Crítica de Elefante Blanco

Es la historia de amistad de dos curas, Julián y Nicolás, quienes tras sobrevivir un intento de asesinato por parte del ejército durante su trabajo en Centroamérica, se asientan en una barriada de Buenos Aires para desarrollar su apostolado y labor social.

Elefante Blanco, Ricardo Darín, Pablo Trapero

Pablo Trapero es uno de los realizadores más talentosos de la Argentina, un director que se consolida cada vez más como un presentador de la dura realidad que se vive en el país. Lo hizo con El Bonaerense, lo repitió en Leonera y Carancho, y vuelve a por más con Elefante Blanco, su última y quizás mejor película al momento. Fuerte y difícil de digerir, se trata de una concisa y ejemplar radiografía de la situación que se atraviesa.

# # # #

Tareas propuestas »
1. Según la crítica de Elefante Blanco, ¿dónde se asientan los curas Julián y Nicolás después de sobrevivir al intento de asesinato en Centroamérica?
2. Continúa la crítica de Elefante Blanco a partir de su última oración.

# # # #

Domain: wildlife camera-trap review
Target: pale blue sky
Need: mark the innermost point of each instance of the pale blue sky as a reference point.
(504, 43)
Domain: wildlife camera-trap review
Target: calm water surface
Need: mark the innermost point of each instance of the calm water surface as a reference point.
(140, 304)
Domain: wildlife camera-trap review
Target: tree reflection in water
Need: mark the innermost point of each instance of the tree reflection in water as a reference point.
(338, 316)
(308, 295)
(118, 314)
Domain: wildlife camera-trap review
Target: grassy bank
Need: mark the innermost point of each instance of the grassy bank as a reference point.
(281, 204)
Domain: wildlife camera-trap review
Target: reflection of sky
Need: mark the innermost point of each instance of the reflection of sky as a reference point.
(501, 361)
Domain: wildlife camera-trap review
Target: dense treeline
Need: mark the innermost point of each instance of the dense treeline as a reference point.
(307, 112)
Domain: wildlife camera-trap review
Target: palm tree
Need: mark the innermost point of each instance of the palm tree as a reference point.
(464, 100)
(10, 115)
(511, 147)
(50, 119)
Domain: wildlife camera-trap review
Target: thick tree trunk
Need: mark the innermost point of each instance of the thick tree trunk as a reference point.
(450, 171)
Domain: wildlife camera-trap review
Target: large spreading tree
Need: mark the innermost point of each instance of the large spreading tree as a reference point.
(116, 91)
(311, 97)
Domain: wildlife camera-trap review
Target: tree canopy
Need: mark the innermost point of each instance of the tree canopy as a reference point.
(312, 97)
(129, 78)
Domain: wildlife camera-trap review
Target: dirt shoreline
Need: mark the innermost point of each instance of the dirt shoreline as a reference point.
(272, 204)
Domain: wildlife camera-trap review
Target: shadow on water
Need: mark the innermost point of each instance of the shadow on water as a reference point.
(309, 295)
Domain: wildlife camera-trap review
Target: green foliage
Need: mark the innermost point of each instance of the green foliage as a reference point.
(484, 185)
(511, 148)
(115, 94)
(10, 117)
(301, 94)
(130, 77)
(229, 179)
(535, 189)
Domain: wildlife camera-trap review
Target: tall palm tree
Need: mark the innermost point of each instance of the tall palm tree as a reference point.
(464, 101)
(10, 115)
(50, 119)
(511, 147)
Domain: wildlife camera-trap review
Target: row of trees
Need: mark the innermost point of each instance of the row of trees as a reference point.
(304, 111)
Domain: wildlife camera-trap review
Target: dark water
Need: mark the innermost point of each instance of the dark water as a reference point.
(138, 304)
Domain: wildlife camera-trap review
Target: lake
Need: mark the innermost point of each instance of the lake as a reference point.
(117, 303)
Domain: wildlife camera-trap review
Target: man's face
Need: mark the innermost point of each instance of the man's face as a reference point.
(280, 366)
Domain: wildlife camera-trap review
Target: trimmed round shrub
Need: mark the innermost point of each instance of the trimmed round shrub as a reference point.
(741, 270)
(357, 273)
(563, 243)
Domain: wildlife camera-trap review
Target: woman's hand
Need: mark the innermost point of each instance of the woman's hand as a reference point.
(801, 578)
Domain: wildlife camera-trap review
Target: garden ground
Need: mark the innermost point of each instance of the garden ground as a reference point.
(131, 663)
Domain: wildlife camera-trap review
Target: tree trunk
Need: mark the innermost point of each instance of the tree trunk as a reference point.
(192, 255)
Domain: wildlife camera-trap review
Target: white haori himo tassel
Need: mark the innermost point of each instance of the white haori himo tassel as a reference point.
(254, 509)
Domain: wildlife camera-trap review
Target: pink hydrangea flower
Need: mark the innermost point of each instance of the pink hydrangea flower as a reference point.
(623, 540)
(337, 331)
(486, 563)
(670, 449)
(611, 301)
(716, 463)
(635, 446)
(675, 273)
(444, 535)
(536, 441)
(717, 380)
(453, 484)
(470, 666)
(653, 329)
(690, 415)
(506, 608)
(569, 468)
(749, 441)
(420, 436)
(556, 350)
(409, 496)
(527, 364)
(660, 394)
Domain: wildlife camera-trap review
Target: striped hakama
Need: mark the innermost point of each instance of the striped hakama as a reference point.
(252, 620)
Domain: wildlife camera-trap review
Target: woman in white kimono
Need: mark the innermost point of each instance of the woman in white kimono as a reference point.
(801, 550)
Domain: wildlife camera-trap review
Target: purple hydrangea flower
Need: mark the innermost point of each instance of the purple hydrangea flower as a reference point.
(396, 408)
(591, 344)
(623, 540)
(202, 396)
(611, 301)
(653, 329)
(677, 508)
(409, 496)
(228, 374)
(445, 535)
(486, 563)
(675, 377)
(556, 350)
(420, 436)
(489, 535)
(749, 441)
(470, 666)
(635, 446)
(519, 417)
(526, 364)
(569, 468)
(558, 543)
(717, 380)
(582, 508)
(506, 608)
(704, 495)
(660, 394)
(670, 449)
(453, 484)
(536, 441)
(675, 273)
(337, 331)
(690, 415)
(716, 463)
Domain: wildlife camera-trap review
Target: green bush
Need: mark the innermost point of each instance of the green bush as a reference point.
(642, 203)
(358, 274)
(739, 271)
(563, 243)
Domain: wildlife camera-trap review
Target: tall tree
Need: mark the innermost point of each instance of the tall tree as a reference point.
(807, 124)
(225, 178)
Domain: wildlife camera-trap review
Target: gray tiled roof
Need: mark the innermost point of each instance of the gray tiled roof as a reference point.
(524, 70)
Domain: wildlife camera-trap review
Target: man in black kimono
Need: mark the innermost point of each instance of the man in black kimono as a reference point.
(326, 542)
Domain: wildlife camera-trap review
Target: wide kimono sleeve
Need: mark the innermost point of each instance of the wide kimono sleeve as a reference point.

# # # #

Respuestas en orden »
1. En una barriada de Buenos Aires.

2.
Elefante Blanco no pierde tiempo introduciéndonos en su cruda historia cuando vemos a uno de sus protagonistas escapando a través de una espesa jungla, para ver momentos después como un grupo de soldados acaba con la vida de los habitantes de la aldea a sangre fría. Y eso es lo mínimo que tiene para ofrecer en cuanto a violencia… Dicho protagonista es Nicolás, un joven cura belga en plena misión religiosa en el Amazonas. A su rescate viene el padre Julián, un amigo de hace años, quien lo lleva donde reside, una iglesia en el medio de una de las villas mas peligrosas de Buenos Aires, para que se acople a la tarea que allí se encuentra realizando con esfuerzo. Los dos curas no están solos porque Luciana, una joven asistente social, se encuenta asignada al lugar e intenta también con todas sus fuerzas auxiliar a los que no tienen nada. Toda la película cuenta el punto de vista de ellos tres, tres personas totalmente diferentes, con distintas ópticas de la vida, pero con un objetivo en común: ayudar. No será un trabajo fácil, porque ciertas personas no quieren esa asistencia, y terminan complicando su tarea humanitaria, empujándolos hasta sus propios límites.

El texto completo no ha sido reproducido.